Closed savvas-paragkamian closed 11 months ago
Hi @savvas-paragkamian and thanks for sharing.
I am a bit confused though, have you tried using clusteringAlgo algo_Swarm
as suggested ?
If yes, do you also get an error then ?
Yes I write clusteringAlgo algo_swarm
, but it is suggested to write clusteringAlgo algo_Swarm
.
In the initialize script also it is written:
} else if ( params{'clusteringAlgo'} == 'algo_Swarm' ) {
string algo = 'Swarm'
algo.mkdir()
}
Maybe that's why the folder wasn't created?
Currently, I run the analysis from the dereplication step checkpoint. I have manually created both folders (777 permissions) i.e. Swarm
, swarm
in the directory 7.mainOutput/gene_16
.
In addition I changed the parameters file to algo_Swarm
.

-*-*-

■ Directive a
Copy out the forum thread about the clusteringAlgo setting word for word, in full.

-*-*-

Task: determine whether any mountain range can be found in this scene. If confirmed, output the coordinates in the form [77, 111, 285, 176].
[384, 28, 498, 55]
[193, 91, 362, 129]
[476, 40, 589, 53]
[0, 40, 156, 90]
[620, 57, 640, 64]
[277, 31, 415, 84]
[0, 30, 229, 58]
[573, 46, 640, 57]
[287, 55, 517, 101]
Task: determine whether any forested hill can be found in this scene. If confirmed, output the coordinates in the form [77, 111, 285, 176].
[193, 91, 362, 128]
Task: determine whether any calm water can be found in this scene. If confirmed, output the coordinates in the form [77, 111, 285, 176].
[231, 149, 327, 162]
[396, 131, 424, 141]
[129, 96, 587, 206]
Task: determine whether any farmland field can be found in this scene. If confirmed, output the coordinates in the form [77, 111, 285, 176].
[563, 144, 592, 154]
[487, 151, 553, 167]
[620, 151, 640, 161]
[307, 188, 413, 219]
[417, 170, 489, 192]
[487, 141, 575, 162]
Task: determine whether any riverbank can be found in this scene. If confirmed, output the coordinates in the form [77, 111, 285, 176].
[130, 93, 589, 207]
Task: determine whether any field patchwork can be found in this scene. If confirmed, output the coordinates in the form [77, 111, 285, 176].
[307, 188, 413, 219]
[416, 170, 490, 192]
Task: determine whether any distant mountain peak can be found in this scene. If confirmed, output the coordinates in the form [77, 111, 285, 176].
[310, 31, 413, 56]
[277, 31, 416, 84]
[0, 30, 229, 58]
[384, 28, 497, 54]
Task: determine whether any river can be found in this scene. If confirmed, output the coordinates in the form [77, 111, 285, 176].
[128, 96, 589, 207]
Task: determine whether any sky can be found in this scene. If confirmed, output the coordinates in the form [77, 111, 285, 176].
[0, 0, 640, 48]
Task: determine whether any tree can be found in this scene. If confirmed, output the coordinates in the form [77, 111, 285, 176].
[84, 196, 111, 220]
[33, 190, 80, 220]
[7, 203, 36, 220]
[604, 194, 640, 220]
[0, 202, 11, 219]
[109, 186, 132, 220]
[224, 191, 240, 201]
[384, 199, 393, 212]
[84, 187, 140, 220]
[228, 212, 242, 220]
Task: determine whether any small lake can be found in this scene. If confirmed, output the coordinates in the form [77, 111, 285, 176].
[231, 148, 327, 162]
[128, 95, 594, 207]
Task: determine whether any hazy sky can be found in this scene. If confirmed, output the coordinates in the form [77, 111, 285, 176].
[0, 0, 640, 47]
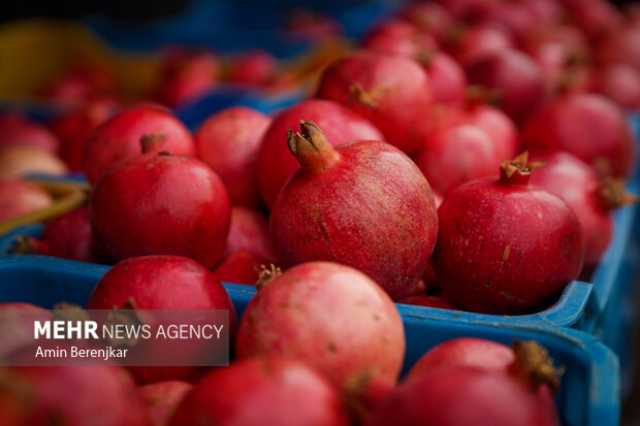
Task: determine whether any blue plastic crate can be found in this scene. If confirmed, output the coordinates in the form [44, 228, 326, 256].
[0, 257, 619, 426]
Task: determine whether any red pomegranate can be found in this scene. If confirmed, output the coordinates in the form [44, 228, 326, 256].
[316, 52, 433, 153]
[84, 104, 195, 184]
[170, 357, 349, 426]
[434, 153, 584, 314]
[531, 151, 633, 271]
[236, 262, 405, 393]
[522, 94, 634, 177]
[195, 107, 271, 208]
[90, 152, 231, 267]
[257, 99, 382, 207]
[366, 342, 560, 426]
[270, 121, 438, 299]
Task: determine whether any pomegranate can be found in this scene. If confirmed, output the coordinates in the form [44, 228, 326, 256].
[84, 104, 195, 184]
[398, 294, 456, 309]
[416, 125, 503, 195]
[0, 145, 67, 179]
[170, 357, 349, 426]
[595, 64, 640, 111]
[257, 99, 382, 207]
[366, 342, 560, 426]
[195, 107, 271, 208]
[466, 49, 545, 122]
[227, 50, 278, 87]
[51, 98, 117, 172]
[227, 207, 276, 260]
[0, 179, 53, 222]
[434, 153, 584, 314]
[138, 380, 192, 426]
[270, 121, 438, 299]
[362, 20, 438, 60]
[236, 262, 405, 393]
[522, 94, 634, 177]
[464, 103, 518, 160]
[531, 151, 633, 271]
[317, 52, 433, 153]
[215, 250, 270, 285]
[0, 365, 150, 426]
[87, 256, 236, 383]
[409, 337, 515, 380]
[90, 152, 231, 267]
[0, 113, 59, 153]
[156, 50, 220, 107]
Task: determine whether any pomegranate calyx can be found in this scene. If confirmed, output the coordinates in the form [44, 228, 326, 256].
[287, 120, 340, 173]
[509, 341, 562, 392]
[598, 177, 640, 210]
[256, 263, 282, 290]
[140, 133, 167, 154]
[500, 151, 544, 184]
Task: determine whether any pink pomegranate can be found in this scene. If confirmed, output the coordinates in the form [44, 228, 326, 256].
[0, 179, 53, 222]
[0, 365, 150, 426]
[531, 151, 633, 271]
[416, 125, 503, 195]
[466, 49, 545, 122]
[522, 94, 634, 177]
[257, 99, 382, 207]
[236, 262, 405, 393]
[270, 121, 438, 299]
[84, 104, 195, 184]
[227, 207, 276, 260]
[316, 52, 433, 153]
[366, 342, 560, 426]
[195, 107, 271, 208]
[87, 256, 236, 383]
[170, 357, 349, 426]
[434, 154, 584, 314]
[0, 113, 60, 153]
[51, 98, 117, 172]
[138, 380, 192, 426]
[227, 50, 278, 87]
[156, 50, 220, 107]
[90, 152, 231, 267]
[409, 337, 515, 380]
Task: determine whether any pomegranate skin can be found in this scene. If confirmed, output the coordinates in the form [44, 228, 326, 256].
[51, 98, 117, 172]
[170, 357, 349, 426]
[90, 153, 231, 267]
[416, 125, 504, 195]
[316, 52, 433, 153]
[434, 163, 584, 314]
[409, 337, 515, 380]
[0, 179, 53, 222]
[84, 104, 195, 184]
[466, 49, 545, 122]
[227, 207, 276, 260]
[236, 262, 405, 389]
[366, 366, 560, 426]
[87, 256, 236, 383]
[257, 99, 383, 207]
[269, 130, 438, 300]
[522, 94, 635, 177]
[0, 113, 60, 153]
[0, 365, 150, 426]
[531, 151, 613, 270]
[195, 107, 271, 208]
[138, 380, 192, 426]
[42, 207, 95, 262]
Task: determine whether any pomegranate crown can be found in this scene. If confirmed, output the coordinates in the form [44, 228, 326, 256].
[287, 120, 340, 173]
[511, 341, 562, 392]
[500, 151, 544, 183]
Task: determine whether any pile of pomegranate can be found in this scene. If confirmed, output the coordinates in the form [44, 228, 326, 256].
[0, 0, 640, 426]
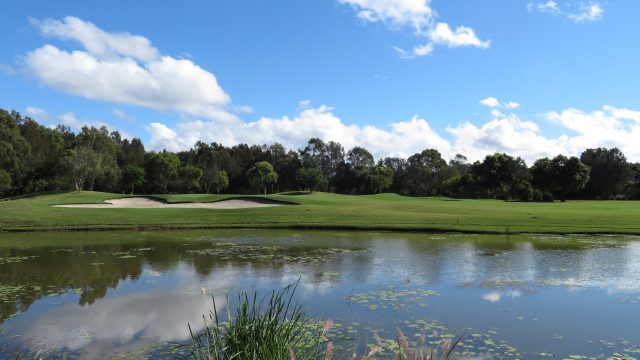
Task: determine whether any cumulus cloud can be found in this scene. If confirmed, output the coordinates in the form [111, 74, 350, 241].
[147, 106, 450, 157]
[24, 106, 133, 139]
[24, 16, 237, 121]
[480, 96, 500, 107]
[338, 0, 491, 58]
[480, 96, 520, 109]
[482, 290, 522, 303]
[527, 0, 604, 23]
[24, 106, 49, 120]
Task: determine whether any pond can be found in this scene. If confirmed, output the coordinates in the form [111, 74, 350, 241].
[0, 230, 640, 359]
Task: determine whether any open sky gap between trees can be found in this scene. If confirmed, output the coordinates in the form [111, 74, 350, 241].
[0, 110, 640, 201]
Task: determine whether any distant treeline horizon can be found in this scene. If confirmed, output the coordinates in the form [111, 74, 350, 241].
[0, 109, 640, 201]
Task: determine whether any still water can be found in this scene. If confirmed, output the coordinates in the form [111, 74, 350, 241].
[0, 230, 640, 359]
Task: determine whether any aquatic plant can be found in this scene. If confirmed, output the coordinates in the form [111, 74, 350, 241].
[184, 283, 331, 360]
[187, 283, 461, 360]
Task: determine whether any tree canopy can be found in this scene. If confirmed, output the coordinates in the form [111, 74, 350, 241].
[0, 110, 640, 201]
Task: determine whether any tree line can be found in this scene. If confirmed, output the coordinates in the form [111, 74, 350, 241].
[0, 110, 640, 201]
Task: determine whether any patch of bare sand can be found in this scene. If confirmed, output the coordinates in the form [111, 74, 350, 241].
[53, 197, 286, 209]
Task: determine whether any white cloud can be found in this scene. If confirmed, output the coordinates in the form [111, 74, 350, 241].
[480, 96, 520, 110]
[147, 106, 450, 157]
[31, 16, 160, 62]
[482, 290, 522, 303]
[25, 17, 237, 121]
[480, 96, 500, 107]
[338, 0, 491, 58]
[545, 106, 640, 161]
[429, 23, 491, 49]
[567, 3, 604, 23]
[338, 0, 435, 32]
[24, 106, 133, 139]
[24, 106, 49, 120]
[0, 63, 18, 76]
[527, 0, 604, 23]
[503, 101, 520, 109]
[113, 109, 136, 124]
[447, 113, 564, 164]
[146, 101, 640, 165]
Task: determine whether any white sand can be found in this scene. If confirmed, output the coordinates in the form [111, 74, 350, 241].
[53, 197, 285, 209]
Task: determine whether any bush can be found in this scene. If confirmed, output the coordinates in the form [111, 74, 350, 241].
[184, 284, 326, 360]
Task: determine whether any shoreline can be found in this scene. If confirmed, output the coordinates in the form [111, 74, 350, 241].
[0, 192, 640, 235]
[0, 224, 640, 238]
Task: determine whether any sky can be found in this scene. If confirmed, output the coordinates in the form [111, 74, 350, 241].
[0, 0, 640, 164]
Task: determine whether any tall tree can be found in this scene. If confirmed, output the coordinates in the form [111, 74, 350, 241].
[247, 161, 278, 195]
[178, 164, 202, 194]
[211, 170, 229, 195]
[407, 149, 447, 196]
[296, 168, 325, 192]
[0, 110, 31, 192]
[67, 146, 103, 191]
[580, 148, 630, 199]
[122, 165, 147, 194]
[145, 150, 180, 194]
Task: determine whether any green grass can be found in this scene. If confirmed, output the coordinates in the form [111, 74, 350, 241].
[0, 192, 640, 234]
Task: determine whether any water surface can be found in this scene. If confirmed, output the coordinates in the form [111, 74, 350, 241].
[0, 230, 640, 359]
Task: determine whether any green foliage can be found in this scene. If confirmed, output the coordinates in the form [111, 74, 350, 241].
[178, 164, 202, 194]
[531, 155, 590, 201]
[0, 169, 11, 196]
[580, 148, 629, 199]
[210, 170, 229, 194]
[67, 147, 103, 191]
[145, 150, 180, 193]
[296, 168, 325, 192]
[122, 165, 147, 194]
[0, 110, 640, 200]
[369, 166, 393, 194]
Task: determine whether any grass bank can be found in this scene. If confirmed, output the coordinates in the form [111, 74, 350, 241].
[0, 192, 640, 234]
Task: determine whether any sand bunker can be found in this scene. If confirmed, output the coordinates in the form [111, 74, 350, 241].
[53, 197, 286, 209]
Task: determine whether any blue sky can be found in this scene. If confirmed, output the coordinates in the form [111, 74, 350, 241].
[0, 0, 640, 161]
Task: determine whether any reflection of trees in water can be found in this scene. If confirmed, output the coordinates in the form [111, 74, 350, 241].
[0, 233, 640, 322]
[0, 241, 368, 323]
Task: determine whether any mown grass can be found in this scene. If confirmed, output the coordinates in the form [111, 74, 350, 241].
[0, 192, 640, 234]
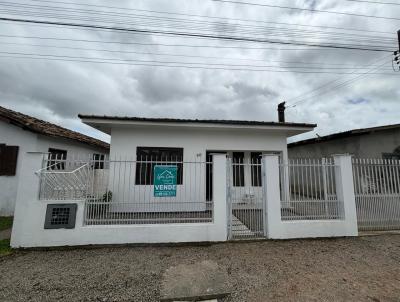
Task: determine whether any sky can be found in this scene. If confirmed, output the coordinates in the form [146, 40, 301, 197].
[0, 0, 400, 141]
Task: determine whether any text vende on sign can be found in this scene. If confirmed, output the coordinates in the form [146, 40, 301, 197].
[154, 166, 178, 197]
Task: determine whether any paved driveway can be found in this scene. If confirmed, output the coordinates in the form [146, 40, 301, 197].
[0, 235, 400, 302]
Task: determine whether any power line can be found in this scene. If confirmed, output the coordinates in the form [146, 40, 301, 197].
[0, 34, 328, 51]
[0, 51, 397, 75]
[287, 56, 387, 108]
[287, 56, 388, 104]
[344, 0, 400, 5]
[23, 0, 392, 35]
[212, 0, 400, 20]
[0, 2, 396, 44]
[0, 17, 393, 52]
[0, 40, 388, 69]
[0, 51, 392, 70]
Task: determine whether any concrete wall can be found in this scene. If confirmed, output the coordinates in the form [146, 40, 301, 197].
[288, 129, 400, 158]
[33, 135, 106, 159]
[0, 121, 37, 216]
[263, 155, 358, 239]
[109, 127, 287, 211]
[11, 153, 227, 248]
[0, 121, 108, 216]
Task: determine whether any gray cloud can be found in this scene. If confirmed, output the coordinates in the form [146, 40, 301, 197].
[0, 0, 400, 143]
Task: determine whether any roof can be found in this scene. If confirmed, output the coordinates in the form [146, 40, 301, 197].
[78, 114, 317, 128]
[0, 106, 110, 149]
[288, 124, 400, 148]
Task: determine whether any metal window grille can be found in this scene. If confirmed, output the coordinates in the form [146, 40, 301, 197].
[84, 159, 213, 225]
[44, 204, 77, 229]
[353, 158, 400, 231]
[280, 159, 343, 221]
[36, 155, 91, 200]
[227, 157, 265, 239]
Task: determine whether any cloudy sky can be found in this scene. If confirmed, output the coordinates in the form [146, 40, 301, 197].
[0, 0, 400, 140]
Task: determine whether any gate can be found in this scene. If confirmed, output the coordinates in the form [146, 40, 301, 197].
[353, 158, 400, 231]
[227, 157, 265, 239]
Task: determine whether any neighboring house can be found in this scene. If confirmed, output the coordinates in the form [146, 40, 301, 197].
[0, 107, 109, 216]
[288, 124, 400, 160]
[79, 115, 316, 202]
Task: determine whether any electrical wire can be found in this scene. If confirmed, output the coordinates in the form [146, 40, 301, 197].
[0, 17, 393, 52]
[0, 51, 398, 75]
[212, 0, 400, 20]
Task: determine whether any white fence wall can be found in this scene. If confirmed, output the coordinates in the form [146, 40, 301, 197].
[353, 158, 400, 231]
[11, 153, 227, 248]
[263, 155, 358, 239]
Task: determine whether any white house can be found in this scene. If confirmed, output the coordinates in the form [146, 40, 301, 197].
[79, 115, 316, 212]
[0, 107, 109, 216]
[11, 115, 366, 247]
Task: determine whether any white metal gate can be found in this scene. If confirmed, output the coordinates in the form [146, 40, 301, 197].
[227, 157, 265, 239]
[353, 158, 400, 231]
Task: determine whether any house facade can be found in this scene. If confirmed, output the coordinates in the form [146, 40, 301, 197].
[288, 124, 400, 160]
[0, 107, 109, 216]
[11, 115, 376, 247]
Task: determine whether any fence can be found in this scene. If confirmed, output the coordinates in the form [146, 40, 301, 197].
[280, 158, 343, 221]
[35, 155, 91, 200]
[37, 158, 213, 225]
[353, 158, 400, 231]
[227, 157, 265, 239]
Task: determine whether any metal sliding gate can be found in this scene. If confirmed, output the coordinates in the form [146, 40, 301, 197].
[227, 158, 265, 239]
[353, 158, 400, 231]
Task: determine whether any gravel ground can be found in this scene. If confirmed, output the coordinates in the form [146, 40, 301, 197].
[0, 235, 400, 302]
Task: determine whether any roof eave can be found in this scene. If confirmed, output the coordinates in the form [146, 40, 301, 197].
[80, 116, 317, 136]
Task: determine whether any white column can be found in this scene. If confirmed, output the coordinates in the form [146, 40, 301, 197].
[333, 154, 358, 236]
[212, 154, 228, 241]
[262, 154, 281, 238]
[11, 152, 44, 247]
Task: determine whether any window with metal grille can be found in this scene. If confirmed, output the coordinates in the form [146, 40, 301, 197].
[0, 144, 19, 176]
[44, 203, 77, 229]
[135, 147, 183, 185]
[250, 152, 261, 187]
[232, 152, 244, 187]
[47, 148, 67, 170]
[93, 153, 105, 169]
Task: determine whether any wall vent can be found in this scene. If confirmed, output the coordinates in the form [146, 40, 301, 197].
[44, 203, 77, 229]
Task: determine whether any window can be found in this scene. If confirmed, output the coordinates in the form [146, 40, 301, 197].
[232, 152, 244, 187]
[0, 144, 19, 176]
[93, 153, 105, 169]
[250, 152, 262, 187]
[135, 147, 183, 185]
[47, 148, 67, 170]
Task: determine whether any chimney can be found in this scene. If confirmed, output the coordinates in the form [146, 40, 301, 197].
[278, 102, 286, 123]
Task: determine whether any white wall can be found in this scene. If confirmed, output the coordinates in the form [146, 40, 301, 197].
[263, 155, 358, 239]
[34, 135, 105, 159]
[0, 121, 37, 216]
[109, 126, 287, 211]
[289, 127, 400, 158]
[11, 153, 227, 248]
[0, 121, 108, 216]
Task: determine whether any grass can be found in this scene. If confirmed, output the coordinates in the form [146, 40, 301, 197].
[0, 216, 13, 231]
[0, 239, 12, 257]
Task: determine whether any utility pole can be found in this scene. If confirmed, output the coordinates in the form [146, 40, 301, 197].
[393, 29, 400, 71]
[397, 29, 400, 54]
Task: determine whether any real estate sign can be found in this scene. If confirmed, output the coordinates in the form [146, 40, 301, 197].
[154, 166, 178, 197]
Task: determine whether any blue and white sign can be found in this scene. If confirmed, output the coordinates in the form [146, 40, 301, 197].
[154, 166, 178, 197]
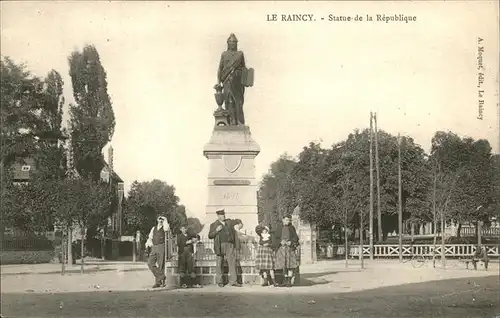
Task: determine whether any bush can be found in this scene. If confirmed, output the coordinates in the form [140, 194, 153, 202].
[2, 236, 54, 251]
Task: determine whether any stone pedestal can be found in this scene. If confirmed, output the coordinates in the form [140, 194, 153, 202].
[200, 126, 260, 237]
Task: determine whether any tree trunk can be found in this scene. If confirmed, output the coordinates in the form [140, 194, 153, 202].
[67, 225, 73, 266]
[80, 226, 85, 274]
[61, 227, 66, 275]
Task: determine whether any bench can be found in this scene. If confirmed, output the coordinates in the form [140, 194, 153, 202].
[459, 258, 488, 271]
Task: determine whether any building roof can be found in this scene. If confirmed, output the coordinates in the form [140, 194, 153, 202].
[102, 160, 123, 182]
[13, 157, 123, 182]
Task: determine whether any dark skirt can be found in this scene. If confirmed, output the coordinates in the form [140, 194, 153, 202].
[178, 251, 194, 275]
[274, 246, 299, 270]
[255, 245, 274, 271]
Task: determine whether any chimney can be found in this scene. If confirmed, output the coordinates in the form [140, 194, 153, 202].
[108, 145, 113, 171]
[66, 126, 73, 171]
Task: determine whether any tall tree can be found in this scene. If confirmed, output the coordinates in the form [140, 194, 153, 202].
[124, 179, 181, 236]
[258, 154, 296, 229]
[430, 131, 495, 236]
[0, 57, 43, 168]
[35, 70, 66, 179]
[68, 45, 115, 181]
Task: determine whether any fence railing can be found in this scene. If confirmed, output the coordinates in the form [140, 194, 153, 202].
[460, 227, 500, 237]
[167, 238, 500, 261]
[349, 244, 499, 258]
[1, 236, 54, 251]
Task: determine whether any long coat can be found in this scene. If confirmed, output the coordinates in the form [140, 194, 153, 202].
[208, 219, 239, 256]
[271, 224, 299, 250]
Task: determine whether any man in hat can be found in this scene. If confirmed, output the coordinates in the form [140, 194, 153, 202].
[146, 216, 169, 288]
[208, 209, 241, 287]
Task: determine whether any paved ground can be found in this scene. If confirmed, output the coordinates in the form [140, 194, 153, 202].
[2, 261, 500, 318]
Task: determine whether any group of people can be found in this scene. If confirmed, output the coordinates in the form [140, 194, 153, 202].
[208, 210, 299, 287]
[146, 209, 299, 288]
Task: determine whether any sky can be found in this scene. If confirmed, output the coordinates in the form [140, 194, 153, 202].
[0, 1, 500, 216]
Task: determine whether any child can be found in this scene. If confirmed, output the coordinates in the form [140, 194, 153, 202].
[177, 225, 199, 288]
[255, 225, 276, 286]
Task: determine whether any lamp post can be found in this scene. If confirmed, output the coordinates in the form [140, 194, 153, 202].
[369, 112, 373, 260]
[398, 134, 403, 262]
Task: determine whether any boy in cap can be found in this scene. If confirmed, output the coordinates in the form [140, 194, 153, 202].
[146, 216, 169, 288]
[177, 225, 200, 288]
[208, 209, 241, 287]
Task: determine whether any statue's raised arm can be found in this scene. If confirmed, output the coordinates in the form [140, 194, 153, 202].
[214, 33, 253, 126]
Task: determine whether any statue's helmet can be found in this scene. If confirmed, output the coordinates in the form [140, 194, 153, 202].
[227, 33, 238, 43]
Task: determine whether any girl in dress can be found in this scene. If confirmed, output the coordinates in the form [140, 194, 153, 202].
[255, 225, 275, 286]
[272, 215, 299, 287]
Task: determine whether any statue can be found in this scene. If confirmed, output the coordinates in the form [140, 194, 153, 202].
[214, 33, 253, 126]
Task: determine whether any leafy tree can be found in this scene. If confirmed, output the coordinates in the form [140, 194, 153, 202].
[68, 45, 115, 182]
[0, 57, 43, 168]
[430, 132, 495, 236]
[124, 179, 179, 237]
[258, 154, 296, 226]
[0, 57, 64, 233]
[35, 70, 66, 179]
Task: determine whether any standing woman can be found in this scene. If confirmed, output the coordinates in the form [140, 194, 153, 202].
[255, 225, 276, 286]
[273, 215, 299, 287]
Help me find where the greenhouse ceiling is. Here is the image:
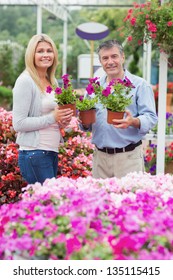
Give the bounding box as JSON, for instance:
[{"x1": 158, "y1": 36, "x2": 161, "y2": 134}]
[{"x1": 0, "y1": 0, "x2": 146, "y2": 7}]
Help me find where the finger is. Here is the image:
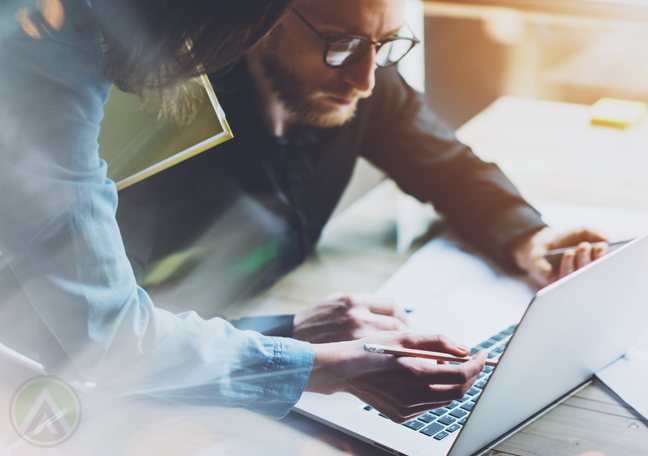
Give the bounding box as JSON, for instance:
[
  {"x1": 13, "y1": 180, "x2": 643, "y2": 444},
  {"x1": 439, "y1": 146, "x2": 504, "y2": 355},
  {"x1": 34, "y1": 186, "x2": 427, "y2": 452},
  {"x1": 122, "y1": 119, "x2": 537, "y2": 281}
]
[
  {"x1": 368, "y1": 295, "x2": 409, "y2": 325},
  {"x1": 548, "y1": 229, "x2": 607, "y2": 249},
  {"x1": 398, "y1": 350, "x2": 487, "y2": 385},
  {"x1": 576, "y1": 242, "x2": 592, "y2": 269},
  {"x1": 560, "y1": 249, "x2": 576, "y2": 278},
  {"x1": 399, "y1": 333, "x2": 470, "y2": 356},
  {"x1": 592, "y1": 242, "x2": 610, "y2": 260}
]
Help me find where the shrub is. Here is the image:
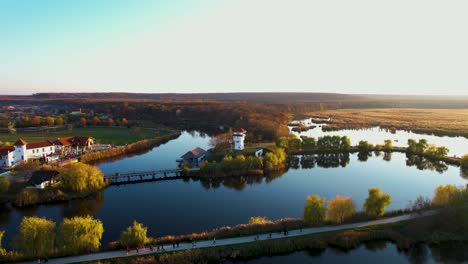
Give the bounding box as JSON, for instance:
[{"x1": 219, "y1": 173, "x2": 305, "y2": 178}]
[
  {"x1": 432, "y1": 184, "x2": 463, "y2": 207},
  {"x1": 13, "y1": 216, "x2": 55, "y2": 257},
  {"x1": 58, "y1": 162, "x2": 105, "y2": 192},
  {"x1": 302, "y1": 194, "x2": 326, "y2": 225},
  {"x1": 249, "y1": 216, "x2": 273, "y2": 225},
  {"x1": 461, "y1": 154, "x2": 468, "y2": 169},
  {"x1": 326, "y1": 195, "x2": 356, "y2": 224},
  {"x1": 363, "y1": 188, "x2": 391, "y2": 217},
  {"x1": 120, "y1": 221, "x2": 148, "y2": 247},
  {"x1": 57, "y1": 216, "x2": 104, "y2": 254},
  {"x1": 15, "y1": 188, "x2": 39, "y2": 206},
  {"x1": 0, "y1": 176, "x2": 10, "y2": 194}
]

-*-*-

■ Directive b
In the entries, starting at the line that contains "Task: determine whether any neighboring" and ending at the line that contains "[79, 115, 316, 202]", replace "neighboring house" with "nearby building". Give only those lines, with everything else left as it is.

■ Written solution a
Closed savvas-paragkamian closed 11 months ago
Hi @savvas-paragkamian and thanks for sharing.
I am a bit confused though, have you tried using clusteringAlgo algo_Swarm
as suggested ?
If yes, do you also get an error then ?
Yes I write clusteringAlgo algo_swarm
, but it is suggested to write clusteringAlgo algo_Swarm
.
In the initialize script also it is written:
} else if ( params{'clusteringAlgo'} == 'algo_Swarm' ) {
string algo = 'Swarm'
algo.mkdir()
}
Maybe that's why the folder wasn't created?
Currently, I run the analysis from the dereplication step checkpoint. I have manually created both folders (777 permissions) i.e. Swarm
, swarm
in the directory 7.mainOutput/gene_16
.
In addition I changed the parameters file to algo_Swarm
.

■ Written solution b
Task: determine whether any nearby building can be found in this scene. If confirmed, output the coordinates in the form [146, 40, 301, 197].
[0, 107, 109, 216]
[288, 124, 400, 160]
[79, 115, 316, 202]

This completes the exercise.